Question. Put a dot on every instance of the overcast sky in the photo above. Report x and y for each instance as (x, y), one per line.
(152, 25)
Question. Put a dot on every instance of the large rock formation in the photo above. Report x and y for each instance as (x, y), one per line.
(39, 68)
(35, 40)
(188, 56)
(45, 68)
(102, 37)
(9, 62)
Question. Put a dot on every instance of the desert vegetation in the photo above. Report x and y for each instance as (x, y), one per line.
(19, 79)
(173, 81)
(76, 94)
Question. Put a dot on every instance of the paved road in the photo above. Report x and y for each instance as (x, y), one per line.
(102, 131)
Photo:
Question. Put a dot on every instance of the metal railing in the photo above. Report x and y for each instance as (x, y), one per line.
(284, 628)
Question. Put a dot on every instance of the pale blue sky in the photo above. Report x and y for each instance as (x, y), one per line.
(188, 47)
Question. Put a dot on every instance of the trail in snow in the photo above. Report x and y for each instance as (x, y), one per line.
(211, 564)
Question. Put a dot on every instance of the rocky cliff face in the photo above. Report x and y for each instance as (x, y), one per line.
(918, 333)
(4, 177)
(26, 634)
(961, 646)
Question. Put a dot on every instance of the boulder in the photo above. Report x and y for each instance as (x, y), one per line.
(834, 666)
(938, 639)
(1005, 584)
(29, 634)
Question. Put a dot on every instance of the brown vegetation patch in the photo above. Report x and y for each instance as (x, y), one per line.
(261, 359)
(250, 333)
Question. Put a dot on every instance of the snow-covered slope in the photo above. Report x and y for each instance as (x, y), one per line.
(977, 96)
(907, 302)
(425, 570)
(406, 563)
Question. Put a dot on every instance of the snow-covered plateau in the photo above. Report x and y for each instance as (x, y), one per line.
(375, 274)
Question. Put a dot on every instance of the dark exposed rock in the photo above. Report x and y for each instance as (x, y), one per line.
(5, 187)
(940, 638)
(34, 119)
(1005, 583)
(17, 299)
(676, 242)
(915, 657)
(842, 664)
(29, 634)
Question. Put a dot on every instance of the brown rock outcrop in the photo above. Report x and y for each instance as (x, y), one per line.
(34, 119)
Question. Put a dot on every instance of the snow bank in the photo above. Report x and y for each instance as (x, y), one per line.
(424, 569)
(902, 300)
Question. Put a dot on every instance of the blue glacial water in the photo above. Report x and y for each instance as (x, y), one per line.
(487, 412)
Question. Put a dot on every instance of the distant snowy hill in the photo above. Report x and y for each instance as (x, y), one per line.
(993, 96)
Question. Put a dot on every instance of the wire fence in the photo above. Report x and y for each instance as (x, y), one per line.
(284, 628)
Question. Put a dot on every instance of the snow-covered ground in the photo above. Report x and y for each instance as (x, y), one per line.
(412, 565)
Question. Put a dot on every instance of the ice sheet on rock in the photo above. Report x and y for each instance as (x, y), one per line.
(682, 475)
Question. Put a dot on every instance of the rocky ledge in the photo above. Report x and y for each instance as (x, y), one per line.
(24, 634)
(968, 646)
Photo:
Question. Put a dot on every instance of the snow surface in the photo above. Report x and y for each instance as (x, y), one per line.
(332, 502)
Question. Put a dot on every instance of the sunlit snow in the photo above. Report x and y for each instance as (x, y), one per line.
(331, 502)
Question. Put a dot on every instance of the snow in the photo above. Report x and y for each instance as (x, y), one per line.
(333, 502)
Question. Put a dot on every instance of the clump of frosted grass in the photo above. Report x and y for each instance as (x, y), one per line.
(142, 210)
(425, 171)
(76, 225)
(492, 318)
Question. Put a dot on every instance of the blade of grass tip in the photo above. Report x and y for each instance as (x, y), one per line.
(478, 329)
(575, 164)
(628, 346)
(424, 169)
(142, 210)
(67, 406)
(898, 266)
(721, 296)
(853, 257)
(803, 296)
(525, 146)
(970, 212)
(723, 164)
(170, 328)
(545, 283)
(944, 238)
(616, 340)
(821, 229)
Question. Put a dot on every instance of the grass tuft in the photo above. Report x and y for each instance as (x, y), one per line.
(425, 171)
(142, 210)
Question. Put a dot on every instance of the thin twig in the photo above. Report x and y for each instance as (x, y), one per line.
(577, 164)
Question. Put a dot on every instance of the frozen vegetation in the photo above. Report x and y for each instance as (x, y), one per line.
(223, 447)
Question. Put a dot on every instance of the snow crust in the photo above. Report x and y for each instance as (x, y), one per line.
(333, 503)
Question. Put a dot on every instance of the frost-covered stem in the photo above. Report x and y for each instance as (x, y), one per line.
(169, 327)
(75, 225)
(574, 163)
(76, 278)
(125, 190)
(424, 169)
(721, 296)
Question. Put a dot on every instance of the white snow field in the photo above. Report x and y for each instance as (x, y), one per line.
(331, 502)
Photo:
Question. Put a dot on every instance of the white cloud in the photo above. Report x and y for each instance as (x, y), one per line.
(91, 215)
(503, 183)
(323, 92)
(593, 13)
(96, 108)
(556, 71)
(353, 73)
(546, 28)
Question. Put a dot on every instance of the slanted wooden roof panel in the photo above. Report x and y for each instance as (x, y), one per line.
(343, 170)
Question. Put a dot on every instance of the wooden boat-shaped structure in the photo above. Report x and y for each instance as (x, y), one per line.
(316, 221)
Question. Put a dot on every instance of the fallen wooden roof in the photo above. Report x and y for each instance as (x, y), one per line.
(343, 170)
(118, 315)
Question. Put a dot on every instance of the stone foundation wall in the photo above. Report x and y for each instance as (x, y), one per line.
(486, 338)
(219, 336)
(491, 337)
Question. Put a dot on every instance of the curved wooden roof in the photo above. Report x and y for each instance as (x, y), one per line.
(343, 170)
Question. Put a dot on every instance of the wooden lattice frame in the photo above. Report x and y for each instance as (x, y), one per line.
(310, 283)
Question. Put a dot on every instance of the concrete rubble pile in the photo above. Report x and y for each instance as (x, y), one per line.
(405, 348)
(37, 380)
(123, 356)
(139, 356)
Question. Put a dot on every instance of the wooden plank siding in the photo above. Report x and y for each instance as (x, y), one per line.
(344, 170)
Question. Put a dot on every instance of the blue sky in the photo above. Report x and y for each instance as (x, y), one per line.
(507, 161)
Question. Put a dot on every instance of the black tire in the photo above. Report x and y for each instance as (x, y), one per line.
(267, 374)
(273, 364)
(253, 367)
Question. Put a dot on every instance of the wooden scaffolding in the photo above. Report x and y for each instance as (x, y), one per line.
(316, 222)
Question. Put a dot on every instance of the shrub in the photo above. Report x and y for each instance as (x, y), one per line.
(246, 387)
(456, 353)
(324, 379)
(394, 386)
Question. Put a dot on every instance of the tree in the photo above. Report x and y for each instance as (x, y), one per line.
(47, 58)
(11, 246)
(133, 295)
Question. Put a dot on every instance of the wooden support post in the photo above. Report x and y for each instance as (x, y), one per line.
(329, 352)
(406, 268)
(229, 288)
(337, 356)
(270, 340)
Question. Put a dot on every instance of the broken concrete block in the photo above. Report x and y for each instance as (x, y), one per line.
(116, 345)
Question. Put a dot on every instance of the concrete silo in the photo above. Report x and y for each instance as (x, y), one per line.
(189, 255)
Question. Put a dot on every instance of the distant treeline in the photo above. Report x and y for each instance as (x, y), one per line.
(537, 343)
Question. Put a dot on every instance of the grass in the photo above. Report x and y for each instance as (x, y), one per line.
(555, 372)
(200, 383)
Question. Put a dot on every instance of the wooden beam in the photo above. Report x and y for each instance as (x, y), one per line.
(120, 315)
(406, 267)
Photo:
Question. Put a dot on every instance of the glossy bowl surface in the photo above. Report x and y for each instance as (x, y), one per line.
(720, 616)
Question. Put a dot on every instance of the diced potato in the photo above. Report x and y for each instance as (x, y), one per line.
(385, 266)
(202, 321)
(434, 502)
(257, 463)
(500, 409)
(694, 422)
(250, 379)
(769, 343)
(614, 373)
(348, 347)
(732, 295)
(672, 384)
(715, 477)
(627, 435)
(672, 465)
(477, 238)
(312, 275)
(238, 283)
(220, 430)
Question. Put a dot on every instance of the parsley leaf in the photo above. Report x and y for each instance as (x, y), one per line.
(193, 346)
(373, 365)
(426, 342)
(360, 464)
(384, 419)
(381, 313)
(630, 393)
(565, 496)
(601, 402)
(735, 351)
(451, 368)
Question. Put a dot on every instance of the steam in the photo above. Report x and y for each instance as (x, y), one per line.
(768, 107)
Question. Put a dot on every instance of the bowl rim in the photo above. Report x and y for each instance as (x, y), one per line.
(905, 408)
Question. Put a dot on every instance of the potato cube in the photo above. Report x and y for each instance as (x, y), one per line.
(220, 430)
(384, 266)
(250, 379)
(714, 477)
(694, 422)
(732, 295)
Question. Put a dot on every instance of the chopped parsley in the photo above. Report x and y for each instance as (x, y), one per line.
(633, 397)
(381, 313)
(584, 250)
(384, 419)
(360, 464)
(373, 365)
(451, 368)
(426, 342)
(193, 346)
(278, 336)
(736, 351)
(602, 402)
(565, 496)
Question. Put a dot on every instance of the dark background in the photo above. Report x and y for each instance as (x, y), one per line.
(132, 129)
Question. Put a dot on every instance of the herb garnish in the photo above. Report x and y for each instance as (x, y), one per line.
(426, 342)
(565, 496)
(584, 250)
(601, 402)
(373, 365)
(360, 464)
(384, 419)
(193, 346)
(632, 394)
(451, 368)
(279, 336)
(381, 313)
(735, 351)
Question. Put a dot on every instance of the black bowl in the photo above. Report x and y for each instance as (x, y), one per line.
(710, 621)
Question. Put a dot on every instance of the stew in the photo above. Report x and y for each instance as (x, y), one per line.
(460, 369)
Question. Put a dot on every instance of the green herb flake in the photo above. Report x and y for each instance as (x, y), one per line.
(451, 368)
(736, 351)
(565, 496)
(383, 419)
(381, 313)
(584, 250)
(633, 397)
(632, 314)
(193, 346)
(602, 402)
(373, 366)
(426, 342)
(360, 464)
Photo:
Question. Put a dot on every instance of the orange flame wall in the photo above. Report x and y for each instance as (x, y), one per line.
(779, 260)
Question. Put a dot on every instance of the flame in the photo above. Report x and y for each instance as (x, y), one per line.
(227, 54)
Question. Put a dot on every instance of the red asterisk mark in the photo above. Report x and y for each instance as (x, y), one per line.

+---+

Directions for this task: Transcribe only the trailing portion of the entries above: the line that contains "Question. Put a dot on every instance of the black bowl" and each line after it.

The solution:
Question. Put a dot on every instance of the black bowl in the photo above. Report x and y for each instance as (x, y), one per line.
(710, 621)
Question. Put a dot on every instance of the stew in the photo above. Report x and y for each instance as (x, y), one per line.
(460, 369)
Question. Put a dot on every instance of the green herb flake in the photo above. Report x and y for each instance as (x, y), one per line.
(451, 368)
(736, 351)
(565, 496)
(383, 419)
(381, 313)
(584, 250)
(633, 397)
(632, 314)
(193, 346)
(602, 402)
(373, 366)
(426, 342)
(360, 464)
Photo:
Question. Put a dot on every instance of the orange flame wall in the photo above. Report x and y for each instance as (x, y), one per line.
(779, 260)
Question. Put a dot on every instance of the flame in the photo above. Report x and y for each instance as (x, y), one per line.
(227, 54)
Question. Put a dot on every instance of the red asterisk mark in the photo above. Report x and y for each instance as (x, y), one per line.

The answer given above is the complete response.